**Work to do:**
Extract every line of the material below and reproduce it word for word, changing nothing.

(A run of records)
........

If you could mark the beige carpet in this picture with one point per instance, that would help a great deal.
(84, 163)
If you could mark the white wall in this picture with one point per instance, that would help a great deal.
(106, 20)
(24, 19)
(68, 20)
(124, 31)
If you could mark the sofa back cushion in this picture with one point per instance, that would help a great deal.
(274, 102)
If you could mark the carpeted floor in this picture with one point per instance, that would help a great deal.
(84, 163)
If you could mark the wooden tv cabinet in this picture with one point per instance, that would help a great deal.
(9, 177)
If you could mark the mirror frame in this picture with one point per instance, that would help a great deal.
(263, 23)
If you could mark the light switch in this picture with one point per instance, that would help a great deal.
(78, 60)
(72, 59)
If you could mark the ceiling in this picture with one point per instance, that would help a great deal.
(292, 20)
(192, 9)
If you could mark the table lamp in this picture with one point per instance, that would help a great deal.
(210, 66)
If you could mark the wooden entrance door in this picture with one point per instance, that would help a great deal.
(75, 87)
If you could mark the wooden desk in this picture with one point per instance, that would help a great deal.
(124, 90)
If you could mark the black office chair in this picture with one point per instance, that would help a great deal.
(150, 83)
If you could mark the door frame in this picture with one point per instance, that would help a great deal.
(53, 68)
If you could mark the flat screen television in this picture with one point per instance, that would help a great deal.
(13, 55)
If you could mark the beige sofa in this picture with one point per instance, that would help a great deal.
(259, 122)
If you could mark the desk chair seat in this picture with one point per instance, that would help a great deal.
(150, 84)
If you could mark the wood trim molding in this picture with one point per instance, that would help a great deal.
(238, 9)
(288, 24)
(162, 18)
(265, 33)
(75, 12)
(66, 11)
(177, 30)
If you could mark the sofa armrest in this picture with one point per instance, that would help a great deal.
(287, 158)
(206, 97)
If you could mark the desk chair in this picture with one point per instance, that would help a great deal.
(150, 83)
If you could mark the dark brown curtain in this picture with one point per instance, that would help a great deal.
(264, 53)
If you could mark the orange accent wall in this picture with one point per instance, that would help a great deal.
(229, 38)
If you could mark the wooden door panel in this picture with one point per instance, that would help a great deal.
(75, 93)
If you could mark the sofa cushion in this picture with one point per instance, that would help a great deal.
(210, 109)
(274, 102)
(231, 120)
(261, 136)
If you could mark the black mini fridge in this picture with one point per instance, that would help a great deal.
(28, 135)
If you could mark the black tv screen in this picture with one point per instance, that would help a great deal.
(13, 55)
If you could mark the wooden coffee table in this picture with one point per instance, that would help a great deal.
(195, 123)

........

**Solved exercise:**
If you could mark the beige carpet in this picture with one point per instance, that would help a great deal.
(84, 163)
If you could mark the white wall in this picture with one point per instance, that would help a great deal.
(106, 20)
(24, 19)
(68, 20)
(124, 31)
If you could mark the sofa back cushion in this picture with one point per instance, that would help a great deal.
(274, 102)
If you could mark the carpeted floor in this picture with one point per instance, that would help a great deal.
(84, 163)
If you could mark the wooden tv cabinet in this picture with one point per instance, that would help a great deal.
(9, 177)
If you could mark the mirror frame in this picture with one point per instance, that would help a great deal.
(263, 23)
If you could mark the light switch in this picture with one point per instance, that would help a great deal.
(78, 60)
(72, 59)
If you could mark the ceiling in this picture with one point per instance, that would help a great deal.
(292, 20)
(192, 9)
If you could mark the table lamp in this picture with one point per instance, that would help a great deal.
(210, 66)
If you could mark the wooden entrance door in this picture with one point per instance, that would help a great deal.
(75, 87)
If you could mark the wooden desk in this picture with one point per instance, that would help a great deal.
(124, 90)
If you could mark the black office chair in this picture with one point per instance, that would help a great deal.
(150, 83)
If you could mark the door frame in this picture with one point per instance, that would help a great deal.
(53, 68)
If you could mark the flat screen television in this picture with one point per instance, that would help a great deal.
(13, 55)
If you could mark the beige sofa in this picture with one point per instance, that would help a great deal.
(259, 122)
If you could mark the desk chair seat in this picture with one point per instance, that would help a great deal.
(150, 84)
If you could mark the wood trim molding in this picture with one point per instance, that would help a great deal.
(238, 9)
(288, 24)
(162, 18)
(265, 33)
(75, 12)
(66, 11)
(177, 30)
If you could mark the sofa armrest in this picture with one point per instance, that would help a great deal.
(287, 158)
(206, 97)
If you could mark the desk chair in this picture with one point per instance, that would help a great deal.
(150, 83)
If you could mark the dark brown curtain in this picture with one point per instance, that would help a great deal.
(264, 53)
If you could mark the orange accent wall in this picture with one point per instance, that would help a great deal.
(229, 38)
If you could mark the wooden door panel in this picture with one point per instance, that would help a great deal.
(75, 93)
If you could mark the sofa cushion in this picture with one point per instance, that would help a great deal.
(210, 109)
(274, 102)
(231, 120)
(261, 136)
If you could mark the black mini fridge in this picture with one point per instance, that would help a great deal.
(28, 135)
If you could mark the black tv screen in this picture with one point per instance, that would help a great deal.
(13, 55)
If you could mark the wooden coffee table in this picture with one point per instance, that would help a great deal.
(195, 123)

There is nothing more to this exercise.